◆ EXTRACTED ENTRIES
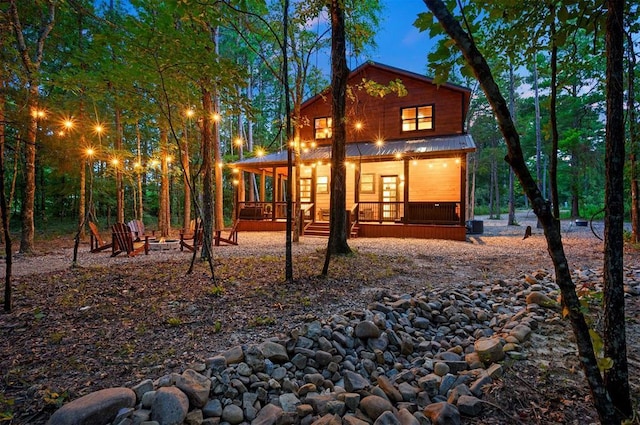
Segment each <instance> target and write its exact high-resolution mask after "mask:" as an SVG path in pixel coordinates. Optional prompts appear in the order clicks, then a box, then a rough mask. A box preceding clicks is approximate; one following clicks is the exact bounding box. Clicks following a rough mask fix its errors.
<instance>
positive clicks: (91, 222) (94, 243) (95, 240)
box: [89, 221, 113, 253]
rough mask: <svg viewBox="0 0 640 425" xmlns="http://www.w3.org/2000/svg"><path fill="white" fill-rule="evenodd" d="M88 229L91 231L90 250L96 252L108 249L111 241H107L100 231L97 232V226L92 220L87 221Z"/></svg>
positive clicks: (110, 245) (110, 243) (110, 247)
mask: <svg viewBox="0 0 640 425" xmlns="http://www.w3.org/2000/svg"><path fill="white" fill-rule="evenodd" d="M89 231H90V232H91V252H93V253H96V252H100V251H104V250H105V249H109V248H111V247H112V246H113V243H107V242H105V240H104V239H102V236H100V232H98V226H96V224H95V223H94V222H93V221H90V222H89Z"/></svg>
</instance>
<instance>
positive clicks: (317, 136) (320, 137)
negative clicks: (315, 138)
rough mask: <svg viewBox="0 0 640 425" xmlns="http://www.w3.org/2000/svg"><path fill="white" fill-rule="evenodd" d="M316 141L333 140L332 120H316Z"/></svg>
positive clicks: (316, 118)
mask: <svg viewBox="0 0 640 425" xmlns="http://www.w3.org/2000/svg"><path fill="white" fill-rule="evenodd" d="M314 128H315V134H316V139H330V138H331V118H329V117H322V118H316V119H315V120H314Z"/></svg>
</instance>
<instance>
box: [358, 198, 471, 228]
mask: <svg viewBox="0 0 640 425" xmlns="http://www.w3.org/2000/svg"><path fill="white" fill-rule="evenodd" d="M405 209H406V210H405ZM358 221H360V222H378V223H385V222H387V223H388V222H394V223H407V224H458V223H460V202H449V201H447V202H422V201H421V202H408V203H407V204H406V205H405V203H404V202H399V201H398V202H360V203H359V205H358Z"/></svg>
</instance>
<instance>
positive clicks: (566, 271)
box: [424, 0, 619, 424]
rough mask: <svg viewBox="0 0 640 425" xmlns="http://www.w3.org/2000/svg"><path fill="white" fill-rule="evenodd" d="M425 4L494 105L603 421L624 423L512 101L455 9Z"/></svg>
mask: <svg viewBox="0 0 640 425" xmlns="http://www.w3.org/2000/svg"><path fill="white" fill-rule="evenodd" d="M424 2H425V4H426V5H427V7H428V8H429V9H430V10H431V11H432V12H433V14H434V15H435V16H436V17H437V19H438V21H439V22H440V25H442V27H443V28H444V29H445V31H446V32H447V33H448V34H449V36H450V37H451V38H452V39H453V40H454V42H455V43H456V45H457V47H458V48H459V49H460V51H461V52H462V54H463V56H464V58H465V61H466V62H467V64H468V65H469V66H470V67H471V68H472V69H473V72H474V74H475V76H476V78H477V79H478V81H479V82H480V85H481V86H482V89H483V90H484V92H485V95H486V97H487V99H488V101H489V103H490V104H491V107H492V109H493V111H494V115H495V116H496V119H497V121H498V125H499V127H500V131H501V132H502V135H503V137H504V139H505V141H506V143H507V149H508V153H507V157H506V160H507V162H509V165H511V167H512V168H513V170H514V172H515V173H516V176H518V179H519V180H520V182H521V184H522V187H523V189H524V191H525V193H526V194H527V196H528V197H529V199H530V201H531V204H532V206H533V209H534V212H535V213H536V216H537V217H538V219H539V221H540V223H541V225H542V227H543V229H544V234H545V237H546V239H547V246H548V251H549V255H550V256H551V259H552V261H553V264H554V268H555V273H556V283H557V284H558V286H559V287H560V291H561V293H562V303H563V306H564V311H565V312H566V313H567V317H568V318H569V320H570V322H571V326H572V328H573V332H574V334H575V336H576V344H577V347H578V352H579V355H580V358H581V362H582V367H583V369H584V372H585V376H586V378H587V381H588V382H589V387H590V389H591V394H592V397H593V400H594V404H595V407H596V410H597V411H598V415H599V417H600V421H601V422H602V423H606V424H613V423H617V422H618V423H619V420H618V418H617V415H616V411H615V408H614V406H613V403H612V401H611V398H610V397H609V394H608V392H607V389H606V388H605V386H604V382H603V378H602V376H601V375H600V370H599V368H598V363H597V361H596V357H595V354H594V351H593V345H592V343H591V337H590V335H589V326H588V325H587V323H586V321H585V318H584V316H583V314H582V312H581V306H580V300H579V299H578V297H577V295H576V292H575V285H574V284H573V282H572V280H571V272H570V268H569V265H568V262H567V258H566V256H565V253H564V246H563V244H562V238H561V235H560V224H559V221H558V220H557V219H556V218H555V217H554V216H553V213H552V211H551V206H550V204H549V203H548V202H547V201H546V200H545V199H544V198H543V196H542V193H541V192H540V189H539V188H538V186H537V184H536V182H535V180H534V178H533V176H532V175H531V173H530V172H529V169H528V168H527V165H526V162H525V159H524V156H523V153H522V147H521V144H520V135H519V134H518V131H517V129H516V128H515V126H514V124H513V121H512V120H511V117H510V115H509V110H508V107H507V103H506V101H505V100H504V97H503V96H502V94H501V93H500V89H499V87H498V85H497V84H496V82H495V80H494V79H493V75H492V74H491V70H490V69H489V66H488V64H487V62H486V60H485V59H484V57H483V56H482V54H481V53H480V51H478V49H477V47H476V46H475V44H474V42H473V40H471V38H470V36H469V35H468V34H466V33H465V32H464V30H463V29H462V28H461V26H460V24H459V23H458V22H457V21H456V20H455V19H454V18H453V16H452V15H451V14H450V13H449V11H448V10H447V8H446V6H445V5H444V4H443V2H442V1H441V0H424Z"/></svg>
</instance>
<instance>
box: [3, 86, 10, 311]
mask: <svg viewBox="0 0 640 425" xmlns="http://www.w3.org/2000/svg"><path fill="white" fill-rule="evenodd" d="M0 87H1V88H2V90H1V92H0V217H1V218H2V236H3V239H4V253H5V272H4V303H3V310H4V311H5V312H7V313H10V312H11V310H12V309H13V294H12V292H13V291H12V287H11V284H12V283H11V273H12V264H13V253H12V252H11V251H12V250H11V248H12V247H11V243H12V241H11V234H10V233H9V215H10V211H9V209H8V207H7V197H6V194H5V190H4V188H5V187H6V186H5V173H4V171H5V168H4V165H5V162H4V148H5V143H6V138H5V128H6V124H5V123H6V122H7V121H6V119H5V105H6V98H5V95H4V94H5V93H6V91H5V88H6V81H5V80H4V79H2V81H0Z"/></svg>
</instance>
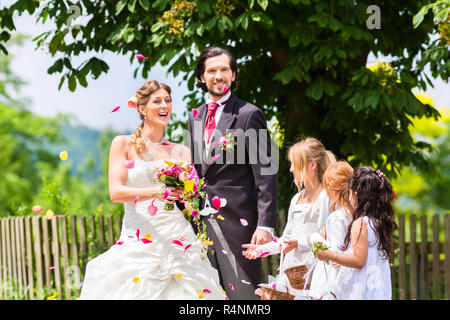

◆ PROBLEM DETAILS
Rewrite every line of the records above as a numbered list, one line per item. Skip blank lines and leave out the pictures.

◆ RESULT BELOW
1. Segment each <instance> target and write its exact high-resolution mask after "mask:" as an SVG path in pixel coordinates. Optional prompts appear in the order clicks, then a box, then a rough mask. A box preceding clicks is approximate; one following clicks is the exact bounding box. Clicks following a rough mask fix its errors.
2. <instance>
3. positive clicks: (91, 222) (94, 243) (95, 240)
4. box: [89, 221, 113, 253]
5. rough mask: <svg viewBox="0 0 640 425" xmlns="http://www.w3.org/2000/svg"><path fill="white" fill-rule="evenodd" d="M88 229L91 231L90 250L96 252L108 249L111 241H107L100 231L97 232V226L92 220L87 221Z"/></svg>
6. positive clicks: (110, 245) (110, 243) (110, 247)
7. mask: <svg viewBox="0 0 640 425" xmlns="http://www.w3.org/2000/svg"><path fill="white" fill-rule="evenodd" d="M89 231H90V232H91V252H93V253H96V252H100V251H104V250H105V249H109V248H111V247H112V246H113V243H107V242H105V240H104V239H102V236H100V232H98V226H96V224H95V223H94V222H93V221H90V222H89Z"/></svg>
8. </instance>
9. <instance>
10. positive clicks: (317, 136) (320, 137)
11. negative clicks: (315, 138)
12. rough mask: <svg viewBox="0 0 640 425" xmlns="http://www.w3.org/2000/svg"><path fill="white" fill-rule="evenodd" d="M316 141L333 140L332 120H316Z"/></svg>
13. positive clicks: (316, 118)
14. mask: <svg viewBox="0 0 640 425" xmlns="http://www.w3.org/2000/svg"><path fill="white" fill-rule="evenodd" d="M314 128H315V134H316V139H330V138H331V118H329V117H322V118H316V119H315V120H314Z"/></svg>
15. </instance>
16. <instance>
17. box: [358, 198, 471, 228]
18. mask: <svg viewBox="0 0 640 425" xmlns="http://www.w3.org/2000/svg"><path fill="white" fill-rule="evenodd" d="M405 209H406V210H405ZM358 221H360V222H378V223H385V222H387V223H388V222H394V223H407V224H458V223H460V202H449V201H447V202H422V201H421V202H408V203H407V204H406V205H405V203H404V202H399V201H398V202H360V203H359V205H358Z"/></svg>
19. </instance>
20. <instance>
21. positive clicks: (566, 271)
22. box: [424, 0, 619, 424]
23. rough mask: <svg viewBox="0 0 640 425" xmlns="http://www.w3.org/2000/svg"><path fill="white" fill-rule="evenodd" d="M425 4L494 105L603 421L624 423L512 101L455 9Z"/></svg>
24. mask: <svg viewBox="0 0 640 425" xmlns="http://www.w3.org/2000/svg"><path fill="white" fill-rule="evenodd" d="M424 2H425V4H426V5H427V7H428V8H429V9H430V10H431V11H432V12H433V14H434V15H435V16H436V17H437V19H438V21H439V22H440V25H442V27H443V28H444V29H445V31H446V32H447V33H448V34H449V36H450V37H451V38H452V39H453V40H454V42H455V43H456V45H457V47H458V48H459V49H460V51H461V52H462V54H463V56H464V58H465V61H466V62H467V64H468V65H469V66H470V67H471V68H472V69H473V72H474V74H475V76H476V78H477V79H478V81H479V82H480V85H481V86H482V89H483V90H484V92H485V95H486V97H487V99H488V101H489V103H490V104H491V107H492V109H493V111H494V115H495V116H496V119H497V121H498V125H499V127H500V131H501V132H502V135H503V137H504V139H505V141H506V143H507V149H508V153H507V157H506V160H507V162H509V165H511V167H512V168H513V170H514V172H515V173H516V176H518V179H519V180H520V182H521V184H522V187H523V189H524V191H525V193H526V194H527V196H528V197H529V199H530V201H531V204H532V206H533V209H534V212H535V213H536V216H537V217H538V219H539V221H540V223H541V225H542V227H543V229H544V234H545V237H546V239H547V246H548V251H549V255H550V256H551V259H552V261H553V264H554V268H555V273H556V283H557V284H558V286H559V287H560V291H561V293H562V303H563V306H564V311H565V312H566V313H567V317H568V318H569V320H570V322H571V326H572V328H573V332H574V334H575V336H576V344H577V347H578V352H579V355H580V358H581V362H582V367H583V369H584V372H585V376H586V378H587V381H588V382H589V387H590V389H591V394H592V397H593V400H594V404H595V407H596V410H597V411H598V415H599V417H600V421H601V422H602V423H606V424H613V423H617V422H618V423H619V420H618V418H617V415H616V411H615V408H614V406H613V403H612V401H611V398H610V397H609V394H608V392H607V389H606V388H605V386H604V382H603V378H602V376H601V375H600V370H599V368H598V363H597V361H596V357H595V354H594V351H593V345H592V343H591V337H590V335H589V326H588V325H587V323H586V321H585V318H584V316H583V314H582V312H581V306H580V300H579V299H578V297H577V295H576V292H575V285H574V284H573V282H572V280H571V272H570V268H569V265H568V262H567V258H566V256H565V253H564V246H563V244H562V238H561V235H560V224H559V221H558V220H557V219H556V218H555V217H554V216H553V213H552V211H551V206H550V204H549V203H548V202H547V201H546V200H545V199H544V198H543V196H542V193H541V192H540V189H539V188H538V186H537V184H536V182H535V180H534V178H533V176H532V175H531V173H530V172H529V169H528V168H527V165H526V162H525V159H524V156H523V153H522V147H521V144H520V135H519V134H518V131H517V129H516V128H515V126H514V124H513V121H512V120H511V117H510V115H509V110H508V107H507V103H506V101H505V100H504V97H503V96H502V94H501V93H500V89H499V87H498V85H497V84H496V82H495V80H494V79H493V75H492V74H491V70H490V69H489V66H488V64H487V62H486V60H485V59H484V57H483V56H482V54H481V53H480V51H478V49H477V47H476V46H475V44H474V42H473V40H471V38H470V36H469V35H468V34H466V33H465V32H464V30H463V29H462V28H461V26H460V24H459V23H458V22H457V21H456V20H455V19H454V18H453V16H452V15H451V14H450V13H449V11H448V10H447V8H446V6H445V5H444V4H443V2H442V1H441V0H424Z"/></svg>
25. </instance>
26. <instance>
27. box: [3, 86, 10, 311]
28. mask: <svg viewBox="0 0 640 425" xmlns="http://www.w3.org/2000/svg"><path fill="white" fill-rule="evenodd" d="M0 87H1V88H2V90H1V92H0V217H1V218H2V236H3V239H4V253H5V272H4V303H3V310H4V311H5V312H7V313H10V312H11V310H12V309H13V294H12V292H13V291H12V287H11V284H12V283H11V273H12V264H13V253H12V252H11V251H12V250H11V248H12V247H11V243H12V241H11V234H10V233H9V215H10V211H9V209H8V207H7V197H6V194H5V190H4V188H5V187H6V186H5V173H4V171H5V168H4V165H5V162H4V148H5V143H6V138H5V128H6V124H5V123H6V122H7V121H6V119H5V105H6V98H5V95H4V94H5V93H6V91H5V88H6V81H5V80H4V79H2V81H0Z"/></svg>
29. </instance>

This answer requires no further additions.